## begin SELECTION
Network Security Monitoring with Suricata
If you want to see what is happening on your lab network — exploit attempts, scans, suspicious traffic — you need an IDS. Suricata is fast, flexible, and free. I run it on a dedicated Ubuntu VM that sits between my attack machines and my vulnerable targets.
This is not a comprehensive Suricata deployment guide. This is how I set it up in my lab to learn how network-based detection works.
What Suricata does
Suricata inspects network traffic in real time and matches it against rules. When it sees something that matches a rule (like an Nmap scan or a Metasploit payload), it logs an alert. You can run it in IDS mode (just log) or IPS mode (block the traffic). I run IDS mode because I want to see everything, not block it.
VM requirements
- 4GB RAM — Suricata can use more if you have it, but 4GB works fine for a lab
- 2 vCPUs
- Ubuntu 22.04 LTS (or 24.04 if you are reading this later)
- Two network interfaces — one for management (SSH), one for monitoring
The monitoring interface should be on the same network as your vulnerable VMs. Set it to promiscuous mode so it can see all traffic, not just traffic addressed to it.
Installing Suricata
SSH into your Ubuntu VM and run:
sudo apt update
sudo apt install software-properties-common -y
sudo add-apt-repository ppa:oisf/suricata-stable -y
sudo apt update
sudo apt install suricata jq -y
Check the version:
suricata --version
As of November 2024, the stable PPA has Suricata 7.0.x. That is what I am running.
Configuration
Suricata’s main config is at /etc/suricata/suricata.yaml. It is huge. Most of it you can leave alone.
Set your HOME_NET
Open /etc/suricata/suricata.yaml and find the address-groups section. Set HOME_NET to match your lab network:
vars:
address-groups:
HOME_NET: "[192.168.100.0/24]"
EXTERNAL_NET: "!$HOME_NET"
Replace 192.168.100.0/24 with your actual lab subnet.
Pick your monitoring interface
Find the af-packet section and set the interface to the one you want to monitor:
af-packet:
- interface: ens19
cluster-id: 99
cluster-type: cluster_flow
defrag: yes
Replace ens19 with your monitoring interface name (check with ip link show).
Disable hardware offloading
This tripped me up the first time. Network interface offloading features (TSO, GRO, etc.) can cause Suricata to miss packets. Turn them off:
sudo ethtool -K ens19 gro off lro off
Replace ens19 with your interface. To make it persistent, add the command to /etc/rc.local or create a systemd service.
Rule management
Suricata uses rules to detect threats. The rules are in /etc/suricata/rules/. By default, you get a basic set. To get the Emerging Threats (ET) Open ruleset:
sudo suricata-update
This downloads the latest rules and reloads Suricata. Run it weekly or whenever you want fresh rules.
## end SELECTION
## begin GIVEN DATA
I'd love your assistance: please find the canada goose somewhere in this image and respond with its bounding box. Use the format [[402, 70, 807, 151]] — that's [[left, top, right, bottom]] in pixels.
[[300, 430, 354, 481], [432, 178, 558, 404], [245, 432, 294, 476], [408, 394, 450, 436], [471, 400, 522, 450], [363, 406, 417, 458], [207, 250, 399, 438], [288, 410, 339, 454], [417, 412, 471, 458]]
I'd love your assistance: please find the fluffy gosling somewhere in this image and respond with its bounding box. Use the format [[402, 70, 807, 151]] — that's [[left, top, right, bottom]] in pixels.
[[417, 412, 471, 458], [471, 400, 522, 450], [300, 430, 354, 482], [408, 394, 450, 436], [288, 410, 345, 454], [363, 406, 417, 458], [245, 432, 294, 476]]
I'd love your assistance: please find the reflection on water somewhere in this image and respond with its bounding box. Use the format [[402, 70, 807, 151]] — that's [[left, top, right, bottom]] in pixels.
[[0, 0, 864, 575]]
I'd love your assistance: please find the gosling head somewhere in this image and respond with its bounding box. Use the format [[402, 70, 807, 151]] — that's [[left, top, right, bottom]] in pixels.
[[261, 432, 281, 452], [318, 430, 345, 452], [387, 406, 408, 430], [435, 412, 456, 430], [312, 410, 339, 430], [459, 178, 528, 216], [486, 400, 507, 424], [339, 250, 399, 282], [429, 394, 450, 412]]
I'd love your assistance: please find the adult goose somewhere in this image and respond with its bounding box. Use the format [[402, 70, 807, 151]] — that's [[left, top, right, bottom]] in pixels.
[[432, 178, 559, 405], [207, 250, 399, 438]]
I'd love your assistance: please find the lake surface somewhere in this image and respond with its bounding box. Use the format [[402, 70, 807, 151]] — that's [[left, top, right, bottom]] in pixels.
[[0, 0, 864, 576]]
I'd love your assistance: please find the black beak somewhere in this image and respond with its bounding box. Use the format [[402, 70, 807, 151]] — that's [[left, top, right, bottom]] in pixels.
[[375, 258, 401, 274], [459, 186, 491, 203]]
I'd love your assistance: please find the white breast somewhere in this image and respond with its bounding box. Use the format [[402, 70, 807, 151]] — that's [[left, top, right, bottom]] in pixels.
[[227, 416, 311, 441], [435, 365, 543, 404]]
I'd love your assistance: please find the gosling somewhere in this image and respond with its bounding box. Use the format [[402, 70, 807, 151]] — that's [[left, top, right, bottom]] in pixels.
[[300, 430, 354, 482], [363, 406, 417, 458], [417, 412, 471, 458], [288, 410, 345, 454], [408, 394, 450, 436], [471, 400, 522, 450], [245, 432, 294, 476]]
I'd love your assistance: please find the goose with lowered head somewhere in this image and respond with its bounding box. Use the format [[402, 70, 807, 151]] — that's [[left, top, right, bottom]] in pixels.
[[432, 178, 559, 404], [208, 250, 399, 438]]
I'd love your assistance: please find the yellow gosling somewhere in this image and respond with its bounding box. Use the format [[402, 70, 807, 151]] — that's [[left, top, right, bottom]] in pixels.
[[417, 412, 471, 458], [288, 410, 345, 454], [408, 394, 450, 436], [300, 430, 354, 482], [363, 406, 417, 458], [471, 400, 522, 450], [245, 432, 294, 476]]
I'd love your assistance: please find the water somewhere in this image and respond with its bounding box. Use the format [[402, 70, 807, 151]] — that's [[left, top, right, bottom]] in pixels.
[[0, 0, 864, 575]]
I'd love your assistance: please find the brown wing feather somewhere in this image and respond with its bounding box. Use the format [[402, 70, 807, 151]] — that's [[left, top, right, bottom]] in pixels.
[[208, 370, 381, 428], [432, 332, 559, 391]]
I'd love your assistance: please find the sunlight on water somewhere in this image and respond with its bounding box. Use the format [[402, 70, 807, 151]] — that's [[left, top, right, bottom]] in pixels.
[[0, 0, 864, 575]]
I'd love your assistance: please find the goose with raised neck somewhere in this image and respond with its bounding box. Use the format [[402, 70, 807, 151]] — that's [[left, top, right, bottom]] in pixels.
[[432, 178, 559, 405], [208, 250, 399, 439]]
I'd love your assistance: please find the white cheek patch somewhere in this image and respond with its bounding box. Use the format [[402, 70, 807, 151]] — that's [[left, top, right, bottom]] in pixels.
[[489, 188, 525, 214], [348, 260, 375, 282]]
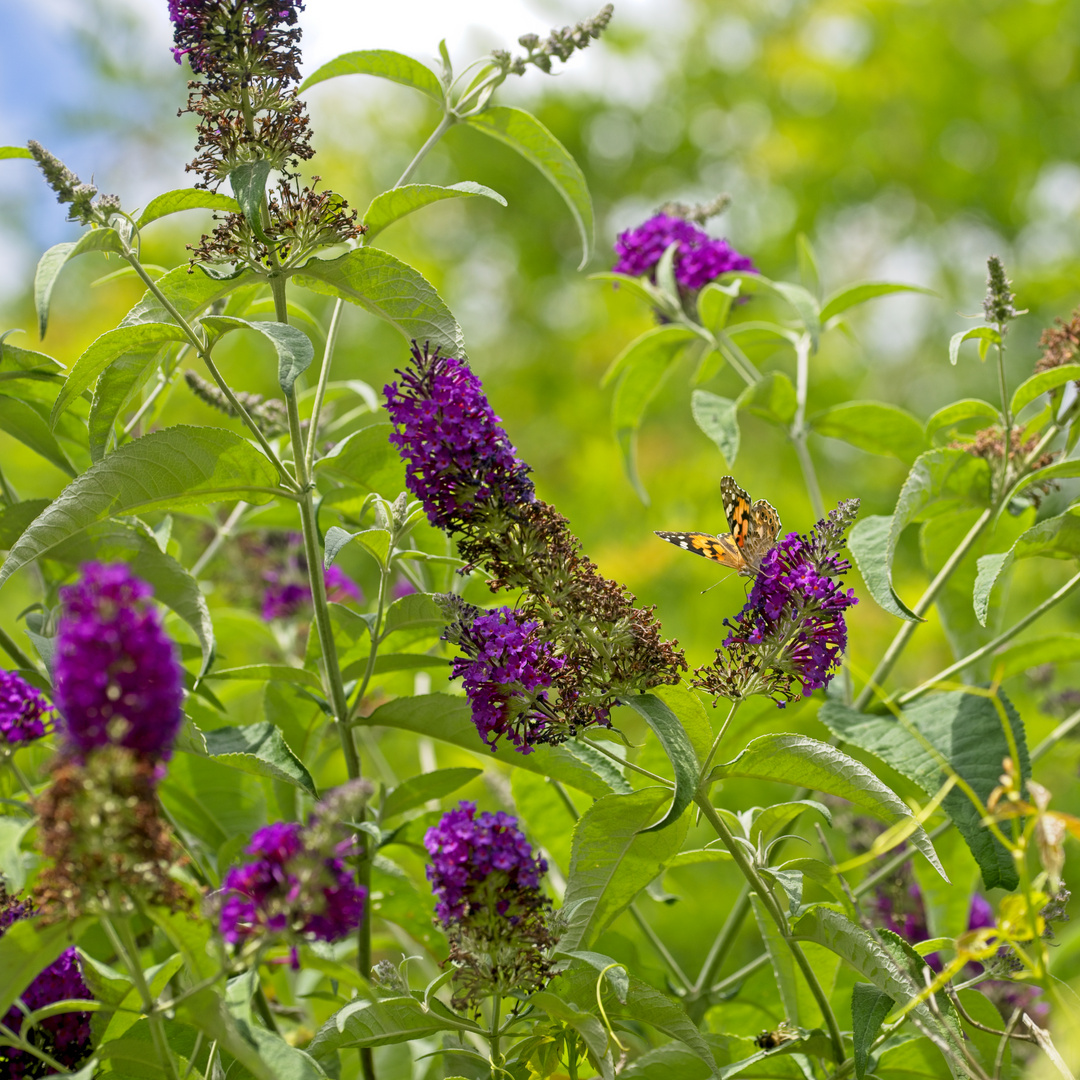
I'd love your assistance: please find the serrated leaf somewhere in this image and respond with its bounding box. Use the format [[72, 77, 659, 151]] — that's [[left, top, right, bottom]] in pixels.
[[818, 691, 1030, 889], [619, 693, 700, 833], [137, 188, 242, 229], [203, 720, 319, 798], [927, 397, 1001, 442], [379, 769, 483, 821], [1009, 364, 1080, 416], [690, 390, 739, 469], [821, 281, 937, 324], [851, 983, 894, 1080], [33, 229, 123, 337], [0, 395, 77, 476], [300, 49, 443, 105], [51, 323, 188, 427], [361, 693, 629, 797], [807, 402, 926, 462], [0, 916, 94, 1015], [708, 734, 948, 881], [364, 180, 507, 244], [199, 315, 315, 394], [973, 511, 1080, 626], [464, 105, 593, 270], [559, 787, 688, 949], [948, 326, 1001, 365], [293, 247, 465, 360], [0, 424, 278, 585]]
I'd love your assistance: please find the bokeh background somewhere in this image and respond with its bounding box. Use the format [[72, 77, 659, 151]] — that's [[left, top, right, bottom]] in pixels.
[[0, 0, 1080, 1062]]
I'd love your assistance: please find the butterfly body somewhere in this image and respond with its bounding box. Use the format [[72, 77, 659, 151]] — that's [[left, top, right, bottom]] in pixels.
[[657, 476, 780, 578]]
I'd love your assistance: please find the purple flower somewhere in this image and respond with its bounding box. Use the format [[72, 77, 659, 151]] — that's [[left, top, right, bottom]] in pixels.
[[217, 822, 367, 968], [444, 608, 563, 754], [423, 802, 548, 930], [613, 214, 757, 291], [724, 503, 859, 704], [0, 891, 93, 1080], [383, 342, 535, 531], [0, 671, 53, 746], [54, 563, 184, 759]]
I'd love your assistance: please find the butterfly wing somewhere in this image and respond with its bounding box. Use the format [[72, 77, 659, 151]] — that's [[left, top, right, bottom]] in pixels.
[[657, 532, 746, 570]]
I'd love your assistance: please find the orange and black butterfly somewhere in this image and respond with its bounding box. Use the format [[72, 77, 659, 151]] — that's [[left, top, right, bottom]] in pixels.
[[657, 476, 780, 578]]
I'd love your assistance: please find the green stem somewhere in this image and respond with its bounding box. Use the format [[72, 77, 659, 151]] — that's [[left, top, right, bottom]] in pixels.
[[694, 795, 845, 1061], [0, 626, 37, 671], [896, 573, 1080, 705], [854, 507, 994, 713], [124, 253, 296, 490]]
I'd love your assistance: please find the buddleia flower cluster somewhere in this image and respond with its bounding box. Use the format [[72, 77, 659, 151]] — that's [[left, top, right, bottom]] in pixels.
[[208, 781, 370, 969], [168, 0, 363, 270], [35, 563, 187, 919], [384, 343, 686, 753], [693, 499, 859, 707], [423, 802, 554, 1008], [0, 888, 93, 1080]]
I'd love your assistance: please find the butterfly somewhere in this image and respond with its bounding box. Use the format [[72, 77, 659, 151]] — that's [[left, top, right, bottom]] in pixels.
[[657, 476, 780, 578]]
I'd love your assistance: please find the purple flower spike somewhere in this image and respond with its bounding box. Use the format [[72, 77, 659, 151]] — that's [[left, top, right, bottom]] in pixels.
[[0, 890, 93, 1080], [423, 802, 548, 930], [55, 563, 184, 759], [0, 671, 53, 746], [613, 214, 757, 291], [383, 342, 535, 531]]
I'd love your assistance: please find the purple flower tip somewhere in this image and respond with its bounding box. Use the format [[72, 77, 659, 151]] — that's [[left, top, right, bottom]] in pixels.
[[54, 563, 184, 759], [613, 214, 757, 291]]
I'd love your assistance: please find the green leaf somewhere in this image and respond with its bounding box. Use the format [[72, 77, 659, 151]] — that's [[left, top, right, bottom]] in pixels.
[[974, 511, 1080, 626], [49, 522, 215, 678], [197, 720, 319, 798], [948, 326, 1001, 365], [851, 983, 893, 1080], [818, 691, 1030, 889], [51, 323, 188, 428], [293, 247, 465, 359], [821, 281, 937, 324], [362, 693, 627, 797], [308, 997, 459, 1061], [0, 395, 77, 476], [229, 158, 271, 241], [1009, 364, 1080, 416], [364, 180, 507, 244], [300, 49, 443, 105], [808, 402, 926, 462], [698, 281, 741, 334], [464, 105, 593, 270], [0, 424, 278, 585], [0, 916, 94, 1015], [690, 390, 739, 469], [600, 326, 698, 387], [927, 397, 1001, 442], [137, 188, 242, 229], [559, 787, 688, 949], [848, 448, 990, 622], [379, 769, 483, 821], [708, 734, 946, 881], [315, 423, 405, 495], [324, 525, 393, 570], [199, 315, 315, 394], [738, 372, 796, 427], [620, 693, 700, 833], [33, 229, 123, 337]]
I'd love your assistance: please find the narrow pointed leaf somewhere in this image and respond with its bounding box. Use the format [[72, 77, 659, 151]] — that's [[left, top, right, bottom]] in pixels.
[[0, 426, 278, 585], [464, 105, 593, 269]]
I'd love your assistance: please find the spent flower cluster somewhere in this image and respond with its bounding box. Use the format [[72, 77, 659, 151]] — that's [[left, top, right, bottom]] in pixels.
[[423, 802, 554, 1007], [693, 499, 859, 707], [384, 346, 686, 753]]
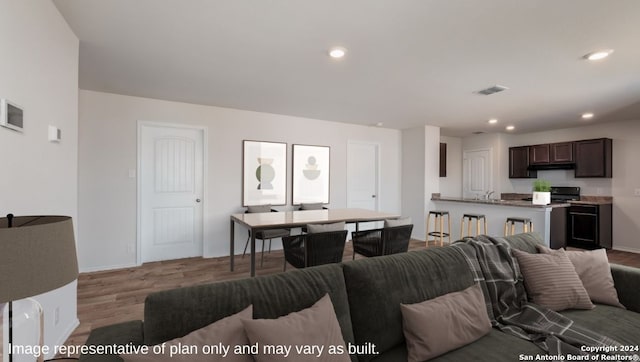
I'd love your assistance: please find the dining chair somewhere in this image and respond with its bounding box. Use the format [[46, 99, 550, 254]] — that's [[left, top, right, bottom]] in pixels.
[[351, 224, 413, 259], [242, 205, 291, 267], [282, 230, 348, 271]]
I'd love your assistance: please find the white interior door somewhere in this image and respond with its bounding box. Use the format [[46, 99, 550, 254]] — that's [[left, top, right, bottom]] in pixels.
[[462, 149, 493, 198], [138, 124, 204, 262], [347, 142, 378, 211]]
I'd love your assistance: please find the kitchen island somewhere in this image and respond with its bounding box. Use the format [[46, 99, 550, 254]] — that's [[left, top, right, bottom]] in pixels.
[[431, 197, 570, 248]]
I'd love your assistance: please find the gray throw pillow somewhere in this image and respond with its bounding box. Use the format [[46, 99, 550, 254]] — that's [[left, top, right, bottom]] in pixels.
[[242, 294, 351, 362], [384, 216, 413, 228], [536, 245, 626, 309], [511, 249, 594, 312], [300, 202, 322, 210], [307, 221, 346, 234], [400, 284, 491, 362], [247, 205, 271, 214]]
## end GIVEN DATA
**DIRECTIVES**
A - In the Suricata guide, which mode does the author run Suricata in, and for what stated reason?
B - Carry on writing the Suricata guide from the point where it stops.
These rows have no connection to the Suricata guide.

**RESPONSES**
A - IDS mode, because the author wants to see everything rather than block it.

B -
To enable all the rules (not just the recommended ones), edit /etc/suricata/suricata.yaml and find the rule-files section. Make sure it includes:
rule-files:
- suricata.rules
Then:
sudo suricata-update enable-source et/open
sudo suricata-update
sudo systemctl restart suricata
Running Suricata
Start it:
sudo systemctl start suricata
sudo systemctl enable suricata
Check the logs:
sudo tail -f /var/log/suricata/suricata.log
If you see errors about the interface not being in promiscuous mode, set it manually:
sudo ip link set ens19 promisc on
Testing it
From your Kali box, run an Nmap scan against one of your vulnerable VMs:
nmap -sV 192.168.100.50
Then check Suricata’s alerts:
sudo tail -f /var/log/suricata/fast.log
You should see alerts for the scan. If not, check that:
- Your monitoring interface is on the same network
- Promiscuous mode is enabled
- The rules are loaded (
sudo suricata-update list-enabled-sources)
Viewing alerts with jq
The EVE JSON log (/var/log/suricata/eve.json) is easier to parse than the fast log. Use jq to filter it:
sudo tail -f /var/log/suricata/eve.json | jq 'select(.event_type=="alert")'
This shows only alerts in real time.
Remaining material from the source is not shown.